** Stated goal A **
Name every person who posts a message in the Zulip thread below, listing each name once in the order it first appears.

Zulip Chat Archive

Stream: Is there code for X?

Topic: 0 ≤ b → ((a / b : ℤ) : ℚ) ≤ (a / b : ℚ)

Scott Morrison (Jul 06 2023 at 00:40):

example (a b : ℤ) (w : 0 ≤ b) : ((a / b : ℤ) : ℚ) ≤ (a / b : ℚ) := sorry

Location in library / proof / name?

(slim_check agrees there are no counterexamples due to misunderstanding rounding!)

Yury G. Kudryashov (Jul 06 2023 at 01:14):

import Mathlib.Data.Rat.Order
import Mathlib.Algebra.Order.Field.Basic

example (a b : ℤ) (w : 0 ≤ b) : ((a / b : ℤ) : ℚ) ≤ (a / b : ℚ) := by
  rcases w.eq_or_lt with rfl | hb;
  · simp [Int.ediv_zero]
  · rw [le_div_iff (Int.cast_pos.2 hb)]
    norm_cast
    exact Int.ediv_mul_le _ hb.ne'

About location: #find_home?

Yury G. Kudryashov (Jul 06 2023 at 01:15):

If we move lemmas about Rat to Std, then you may need a version of le_div_iff.

Yaël Dillies (Jul 06 2023 at 07:33):

algebra.order.floor

Yaël Dillies (Jul 06 2023 at 07:33):

Your lemma is basically docs3#int.floor_le

Ruben Van de Velde (Jul 06 2023 at 07:45):

Looking at the code, docs#Int.floor_le might be more useful, but I don't see anything similar to docs#Nat.floor_div_eq_div for Int on first sight

Last updated: Dec 20 2023 at 11:08 UTC

** Data lines **
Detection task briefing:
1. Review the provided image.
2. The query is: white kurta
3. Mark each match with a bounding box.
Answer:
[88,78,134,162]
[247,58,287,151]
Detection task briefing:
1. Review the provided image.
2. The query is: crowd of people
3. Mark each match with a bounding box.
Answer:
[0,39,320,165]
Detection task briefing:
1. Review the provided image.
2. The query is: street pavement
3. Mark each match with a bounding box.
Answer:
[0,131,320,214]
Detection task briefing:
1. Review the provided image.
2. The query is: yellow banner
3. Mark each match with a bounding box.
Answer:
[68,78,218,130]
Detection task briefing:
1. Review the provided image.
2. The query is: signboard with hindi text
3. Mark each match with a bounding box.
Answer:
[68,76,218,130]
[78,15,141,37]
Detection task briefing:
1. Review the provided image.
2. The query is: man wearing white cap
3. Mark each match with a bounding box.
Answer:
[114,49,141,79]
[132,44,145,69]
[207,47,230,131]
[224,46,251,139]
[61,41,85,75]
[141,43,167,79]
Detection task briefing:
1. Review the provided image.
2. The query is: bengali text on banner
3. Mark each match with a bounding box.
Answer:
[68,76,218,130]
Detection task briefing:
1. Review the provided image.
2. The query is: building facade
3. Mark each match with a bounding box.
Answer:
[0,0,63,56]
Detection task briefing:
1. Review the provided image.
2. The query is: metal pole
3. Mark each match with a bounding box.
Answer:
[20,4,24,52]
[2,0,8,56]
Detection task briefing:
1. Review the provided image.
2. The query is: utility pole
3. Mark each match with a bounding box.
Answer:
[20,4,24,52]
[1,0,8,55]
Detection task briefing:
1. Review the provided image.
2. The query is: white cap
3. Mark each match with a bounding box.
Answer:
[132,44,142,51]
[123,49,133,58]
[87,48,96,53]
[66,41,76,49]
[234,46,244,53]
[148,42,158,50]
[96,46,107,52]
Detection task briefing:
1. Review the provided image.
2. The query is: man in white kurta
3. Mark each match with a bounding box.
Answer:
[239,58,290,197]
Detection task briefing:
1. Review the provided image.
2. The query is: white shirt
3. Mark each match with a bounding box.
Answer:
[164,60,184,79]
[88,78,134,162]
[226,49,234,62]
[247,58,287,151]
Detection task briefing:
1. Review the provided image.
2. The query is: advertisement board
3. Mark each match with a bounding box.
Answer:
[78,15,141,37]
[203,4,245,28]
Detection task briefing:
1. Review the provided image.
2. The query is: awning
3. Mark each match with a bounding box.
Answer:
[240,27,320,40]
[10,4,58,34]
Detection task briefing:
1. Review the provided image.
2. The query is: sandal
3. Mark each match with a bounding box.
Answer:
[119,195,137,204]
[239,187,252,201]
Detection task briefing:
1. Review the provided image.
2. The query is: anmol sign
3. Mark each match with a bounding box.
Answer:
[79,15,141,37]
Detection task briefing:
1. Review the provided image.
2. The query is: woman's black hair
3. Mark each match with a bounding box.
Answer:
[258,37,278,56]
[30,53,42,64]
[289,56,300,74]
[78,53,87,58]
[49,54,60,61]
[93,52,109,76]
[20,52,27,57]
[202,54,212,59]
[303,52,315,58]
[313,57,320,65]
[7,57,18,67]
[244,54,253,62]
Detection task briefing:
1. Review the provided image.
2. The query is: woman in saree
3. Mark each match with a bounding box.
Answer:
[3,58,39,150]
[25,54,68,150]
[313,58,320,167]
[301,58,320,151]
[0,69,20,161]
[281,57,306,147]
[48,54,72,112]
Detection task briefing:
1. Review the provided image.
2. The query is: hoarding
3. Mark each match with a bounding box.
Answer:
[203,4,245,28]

** Stated goal B **
Show every line of the listing above that contains the string "pole". Case counts.

** Expected answer A **
Scott Morrison
Yury G. Kudryashov
Yaël Dillies
Ruben Van de Velde

** Expected answer B **
2. The query is: metal pole
2. The query is: utility pole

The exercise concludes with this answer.